| DIRECTIONS FOR THIS TASK |
Write out the listing below from the line containing "panel in the photo above." to its last line, unaltered, ends included.

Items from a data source
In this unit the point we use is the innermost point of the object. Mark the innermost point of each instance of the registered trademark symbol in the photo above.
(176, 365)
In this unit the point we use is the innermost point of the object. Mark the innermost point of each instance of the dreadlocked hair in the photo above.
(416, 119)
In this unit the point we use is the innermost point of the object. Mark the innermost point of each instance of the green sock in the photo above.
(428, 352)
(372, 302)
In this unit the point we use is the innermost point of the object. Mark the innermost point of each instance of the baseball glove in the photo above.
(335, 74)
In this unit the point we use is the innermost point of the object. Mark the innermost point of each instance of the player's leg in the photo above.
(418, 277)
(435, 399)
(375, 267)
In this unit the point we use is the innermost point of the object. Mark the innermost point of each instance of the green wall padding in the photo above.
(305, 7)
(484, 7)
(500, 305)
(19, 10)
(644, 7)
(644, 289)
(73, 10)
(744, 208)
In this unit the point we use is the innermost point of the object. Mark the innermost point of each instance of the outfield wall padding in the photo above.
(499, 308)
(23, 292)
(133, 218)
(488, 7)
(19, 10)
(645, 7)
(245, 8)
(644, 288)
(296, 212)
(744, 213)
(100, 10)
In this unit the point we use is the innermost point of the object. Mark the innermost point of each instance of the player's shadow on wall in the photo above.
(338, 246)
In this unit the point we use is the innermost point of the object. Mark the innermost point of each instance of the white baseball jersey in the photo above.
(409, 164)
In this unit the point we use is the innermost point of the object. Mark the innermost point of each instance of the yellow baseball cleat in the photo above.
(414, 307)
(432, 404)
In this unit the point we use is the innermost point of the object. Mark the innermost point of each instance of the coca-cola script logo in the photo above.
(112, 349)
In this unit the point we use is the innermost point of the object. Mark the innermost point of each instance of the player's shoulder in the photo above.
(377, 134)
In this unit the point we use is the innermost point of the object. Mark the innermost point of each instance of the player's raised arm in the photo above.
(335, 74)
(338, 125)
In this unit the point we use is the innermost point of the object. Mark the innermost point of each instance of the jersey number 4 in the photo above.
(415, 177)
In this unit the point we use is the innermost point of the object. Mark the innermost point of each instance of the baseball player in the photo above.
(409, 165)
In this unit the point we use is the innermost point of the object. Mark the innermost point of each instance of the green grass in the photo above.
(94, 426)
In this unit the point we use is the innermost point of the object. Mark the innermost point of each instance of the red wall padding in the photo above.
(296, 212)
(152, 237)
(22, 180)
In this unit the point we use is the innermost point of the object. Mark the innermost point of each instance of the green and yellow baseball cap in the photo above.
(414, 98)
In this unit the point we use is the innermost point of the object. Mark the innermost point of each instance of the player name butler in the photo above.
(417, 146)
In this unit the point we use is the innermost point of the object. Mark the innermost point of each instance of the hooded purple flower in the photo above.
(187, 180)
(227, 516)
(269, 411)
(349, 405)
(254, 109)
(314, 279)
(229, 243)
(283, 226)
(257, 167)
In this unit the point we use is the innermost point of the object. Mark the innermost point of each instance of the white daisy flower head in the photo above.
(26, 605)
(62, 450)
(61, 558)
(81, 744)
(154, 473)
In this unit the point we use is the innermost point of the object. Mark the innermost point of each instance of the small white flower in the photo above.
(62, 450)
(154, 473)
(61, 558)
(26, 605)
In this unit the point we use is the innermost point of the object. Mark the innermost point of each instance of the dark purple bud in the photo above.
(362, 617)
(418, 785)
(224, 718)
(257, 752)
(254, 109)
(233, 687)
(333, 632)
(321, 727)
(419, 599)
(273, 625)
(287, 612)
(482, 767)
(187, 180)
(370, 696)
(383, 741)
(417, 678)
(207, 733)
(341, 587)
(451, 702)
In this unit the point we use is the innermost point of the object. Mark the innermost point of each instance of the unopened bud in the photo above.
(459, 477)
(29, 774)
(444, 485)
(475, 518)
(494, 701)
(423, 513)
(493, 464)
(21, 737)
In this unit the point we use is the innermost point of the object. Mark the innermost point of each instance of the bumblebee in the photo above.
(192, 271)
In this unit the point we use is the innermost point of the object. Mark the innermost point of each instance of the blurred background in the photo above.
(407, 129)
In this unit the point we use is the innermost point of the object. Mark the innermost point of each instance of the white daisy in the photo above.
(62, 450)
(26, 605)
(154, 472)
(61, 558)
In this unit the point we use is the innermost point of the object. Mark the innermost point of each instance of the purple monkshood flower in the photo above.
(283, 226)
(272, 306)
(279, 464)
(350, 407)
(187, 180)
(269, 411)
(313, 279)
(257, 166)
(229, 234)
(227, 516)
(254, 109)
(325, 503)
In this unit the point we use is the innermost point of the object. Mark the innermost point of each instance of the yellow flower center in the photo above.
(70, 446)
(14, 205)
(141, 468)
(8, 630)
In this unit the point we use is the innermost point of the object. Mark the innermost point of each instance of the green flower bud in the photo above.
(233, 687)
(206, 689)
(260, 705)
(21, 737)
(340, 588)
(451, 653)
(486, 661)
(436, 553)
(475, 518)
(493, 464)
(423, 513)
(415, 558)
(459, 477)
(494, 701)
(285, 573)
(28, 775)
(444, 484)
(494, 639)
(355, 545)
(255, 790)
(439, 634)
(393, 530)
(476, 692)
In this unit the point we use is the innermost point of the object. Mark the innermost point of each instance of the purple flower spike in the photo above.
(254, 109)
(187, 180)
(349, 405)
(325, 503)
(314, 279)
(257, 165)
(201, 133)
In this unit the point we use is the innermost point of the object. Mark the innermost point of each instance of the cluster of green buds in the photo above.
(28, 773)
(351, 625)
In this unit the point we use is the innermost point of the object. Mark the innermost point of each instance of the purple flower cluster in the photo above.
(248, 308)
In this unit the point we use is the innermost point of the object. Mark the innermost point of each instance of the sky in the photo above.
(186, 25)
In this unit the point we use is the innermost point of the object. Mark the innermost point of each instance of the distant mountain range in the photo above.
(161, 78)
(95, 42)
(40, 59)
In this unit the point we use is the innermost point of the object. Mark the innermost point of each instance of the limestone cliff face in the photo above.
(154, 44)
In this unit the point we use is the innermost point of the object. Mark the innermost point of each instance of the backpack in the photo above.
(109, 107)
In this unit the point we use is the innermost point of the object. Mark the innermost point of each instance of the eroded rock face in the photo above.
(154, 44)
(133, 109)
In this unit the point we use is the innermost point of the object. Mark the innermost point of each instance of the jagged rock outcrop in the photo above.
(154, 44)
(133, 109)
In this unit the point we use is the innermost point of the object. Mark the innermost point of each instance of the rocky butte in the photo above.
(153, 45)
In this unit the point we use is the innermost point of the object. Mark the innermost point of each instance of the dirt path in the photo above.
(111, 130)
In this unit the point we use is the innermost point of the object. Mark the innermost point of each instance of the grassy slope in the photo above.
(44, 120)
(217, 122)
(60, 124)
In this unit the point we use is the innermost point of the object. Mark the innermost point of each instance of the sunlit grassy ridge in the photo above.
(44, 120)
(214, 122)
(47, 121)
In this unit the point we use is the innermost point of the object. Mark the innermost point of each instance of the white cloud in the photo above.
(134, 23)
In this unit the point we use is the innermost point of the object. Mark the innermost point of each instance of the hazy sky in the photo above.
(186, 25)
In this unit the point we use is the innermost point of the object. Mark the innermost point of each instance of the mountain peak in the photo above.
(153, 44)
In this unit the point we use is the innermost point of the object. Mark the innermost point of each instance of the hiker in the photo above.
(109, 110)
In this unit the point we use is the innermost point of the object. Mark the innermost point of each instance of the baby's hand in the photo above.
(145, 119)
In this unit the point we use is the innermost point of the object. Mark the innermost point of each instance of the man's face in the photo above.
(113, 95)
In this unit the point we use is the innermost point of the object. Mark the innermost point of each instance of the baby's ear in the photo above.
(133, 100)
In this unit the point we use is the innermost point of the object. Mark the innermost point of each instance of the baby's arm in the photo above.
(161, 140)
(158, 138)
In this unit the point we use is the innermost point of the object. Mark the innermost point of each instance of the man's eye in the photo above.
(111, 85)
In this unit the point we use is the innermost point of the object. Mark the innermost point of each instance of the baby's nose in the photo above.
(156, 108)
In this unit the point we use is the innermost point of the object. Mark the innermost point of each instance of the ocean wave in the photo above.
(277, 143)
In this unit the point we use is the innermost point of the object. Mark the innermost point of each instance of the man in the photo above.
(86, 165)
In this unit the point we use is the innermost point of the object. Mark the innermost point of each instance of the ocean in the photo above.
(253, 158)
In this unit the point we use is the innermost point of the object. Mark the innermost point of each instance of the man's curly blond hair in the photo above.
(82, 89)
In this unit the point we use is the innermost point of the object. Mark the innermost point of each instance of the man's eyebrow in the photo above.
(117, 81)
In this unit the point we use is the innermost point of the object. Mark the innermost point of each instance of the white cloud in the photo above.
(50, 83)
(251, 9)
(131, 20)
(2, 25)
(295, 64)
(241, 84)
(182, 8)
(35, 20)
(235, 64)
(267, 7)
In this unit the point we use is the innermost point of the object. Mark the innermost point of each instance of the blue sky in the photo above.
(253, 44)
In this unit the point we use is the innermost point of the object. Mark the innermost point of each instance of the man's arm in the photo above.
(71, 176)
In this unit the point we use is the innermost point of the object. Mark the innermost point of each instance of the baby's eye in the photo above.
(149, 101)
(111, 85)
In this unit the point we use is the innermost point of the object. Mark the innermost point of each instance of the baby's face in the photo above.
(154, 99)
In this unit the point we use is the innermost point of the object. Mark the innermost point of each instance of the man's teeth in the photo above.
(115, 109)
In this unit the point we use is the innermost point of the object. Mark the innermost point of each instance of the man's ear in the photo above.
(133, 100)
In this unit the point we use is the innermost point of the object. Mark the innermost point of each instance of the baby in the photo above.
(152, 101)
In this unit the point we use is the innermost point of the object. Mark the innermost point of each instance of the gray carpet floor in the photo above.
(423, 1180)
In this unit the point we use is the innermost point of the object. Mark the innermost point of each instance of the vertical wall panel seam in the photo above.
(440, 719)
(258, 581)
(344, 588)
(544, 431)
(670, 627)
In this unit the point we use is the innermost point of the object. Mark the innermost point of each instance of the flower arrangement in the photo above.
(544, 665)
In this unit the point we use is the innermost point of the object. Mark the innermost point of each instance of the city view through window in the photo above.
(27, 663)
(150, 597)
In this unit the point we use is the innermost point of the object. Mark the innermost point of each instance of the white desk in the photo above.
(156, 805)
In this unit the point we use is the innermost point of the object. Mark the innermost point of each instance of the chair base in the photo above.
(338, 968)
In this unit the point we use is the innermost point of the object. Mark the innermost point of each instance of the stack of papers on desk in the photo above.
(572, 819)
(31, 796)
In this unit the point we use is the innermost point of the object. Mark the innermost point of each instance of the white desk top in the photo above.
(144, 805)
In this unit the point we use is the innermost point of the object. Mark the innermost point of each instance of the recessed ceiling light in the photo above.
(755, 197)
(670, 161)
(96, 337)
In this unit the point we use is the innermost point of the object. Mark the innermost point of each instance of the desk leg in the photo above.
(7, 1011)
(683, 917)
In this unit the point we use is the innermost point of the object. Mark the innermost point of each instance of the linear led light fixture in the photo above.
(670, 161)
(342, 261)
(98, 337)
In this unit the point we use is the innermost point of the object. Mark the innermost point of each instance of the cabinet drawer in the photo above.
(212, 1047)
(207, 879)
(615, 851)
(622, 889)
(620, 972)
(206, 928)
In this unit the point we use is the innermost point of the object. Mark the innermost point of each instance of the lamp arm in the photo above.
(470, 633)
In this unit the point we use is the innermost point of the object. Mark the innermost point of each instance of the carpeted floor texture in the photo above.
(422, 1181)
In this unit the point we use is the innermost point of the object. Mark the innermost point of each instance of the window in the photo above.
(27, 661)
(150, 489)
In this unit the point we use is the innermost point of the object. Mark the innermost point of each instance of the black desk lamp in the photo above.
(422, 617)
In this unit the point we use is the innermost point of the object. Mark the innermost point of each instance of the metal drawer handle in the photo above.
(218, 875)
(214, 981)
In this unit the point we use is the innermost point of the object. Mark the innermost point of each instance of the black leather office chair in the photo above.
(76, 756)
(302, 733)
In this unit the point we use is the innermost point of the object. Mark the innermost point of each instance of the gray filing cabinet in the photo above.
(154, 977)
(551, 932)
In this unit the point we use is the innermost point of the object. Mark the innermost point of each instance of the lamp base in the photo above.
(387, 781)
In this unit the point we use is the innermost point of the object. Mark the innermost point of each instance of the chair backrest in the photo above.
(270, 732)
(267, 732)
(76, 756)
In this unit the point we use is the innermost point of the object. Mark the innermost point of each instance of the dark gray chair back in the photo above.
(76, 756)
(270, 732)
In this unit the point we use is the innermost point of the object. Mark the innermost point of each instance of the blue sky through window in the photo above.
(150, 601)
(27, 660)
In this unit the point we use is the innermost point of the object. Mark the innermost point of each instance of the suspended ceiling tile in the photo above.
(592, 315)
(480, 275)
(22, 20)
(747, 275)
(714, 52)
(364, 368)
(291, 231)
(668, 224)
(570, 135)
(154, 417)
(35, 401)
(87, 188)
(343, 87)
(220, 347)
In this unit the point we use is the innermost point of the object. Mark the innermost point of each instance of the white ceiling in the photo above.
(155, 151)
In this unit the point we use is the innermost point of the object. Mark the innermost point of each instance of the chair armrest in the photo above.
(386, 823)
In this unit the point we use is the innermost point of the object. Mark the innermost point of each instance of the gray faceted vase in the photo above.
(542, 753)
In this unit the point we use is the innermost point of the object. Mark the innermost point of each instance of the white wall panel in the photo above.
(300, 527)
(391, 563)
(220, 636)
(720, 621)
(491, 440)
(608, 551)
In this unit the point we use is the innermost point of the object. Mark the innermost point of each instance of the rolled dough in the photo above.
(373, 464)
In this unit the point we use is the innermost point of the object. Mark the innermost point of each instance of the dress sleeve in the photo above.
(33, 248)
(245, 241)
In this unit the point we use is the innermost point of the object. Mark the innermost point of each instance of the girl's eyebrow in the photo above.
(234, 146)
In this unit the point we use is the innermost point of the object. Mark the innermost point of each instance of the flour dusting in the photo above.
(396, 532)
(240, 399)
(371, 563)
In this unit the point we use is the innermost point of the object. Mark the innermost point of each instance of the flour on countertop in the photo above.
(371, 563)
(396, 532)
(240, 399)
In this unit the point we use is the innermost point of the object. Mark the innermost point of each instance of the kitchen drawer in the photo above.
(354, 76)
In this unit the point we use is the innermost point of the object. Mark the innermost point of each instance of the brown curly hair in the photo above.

| THE RESPONSE |
In this unit the point we use is the innermost point of the object. Mark the innermost point of each instance of the white wall panel in the photo above.
(300, 527)
(391, 563)
(220, 636)
(720, 621)
(491, 440)
(608, 551)
In this unit the point we use is the innermost point of the object. Mark the innermost point of each instance of the rolled dough in the photo above.
(373, 464)
In this unit the point we use is the innermost point of the object. Mark the innermost point of each instance of the dress sleeve in the photo above.
(33, 248)
(245, 241)
In this unit the point we use is the innermost point of the object. Mark the innermost point of each instance of the girl's eyebrow in the photo above.
(234, 146)
In this unit the point we use is the innermost point of the object. Mark the innermost point of each instance of the flour dusting in the photo above.
(396, 532)
(240, 399)
(371, 563)
In this unit the point we use is the innermost point of the object. Mark the innermost point of each instance of the flour on countertop in the photo above.
(371, 563)
(396, 532)
(240, 399)
In this unit the point we use is the innermost point of the object. Mark the innermost point of each instance of the kitchen drawer in the photo above.
(354, 76)
In this unit the point we use is the innermost point of the object. Mark the innermost point of each instance of the brown curly hair in the photo above.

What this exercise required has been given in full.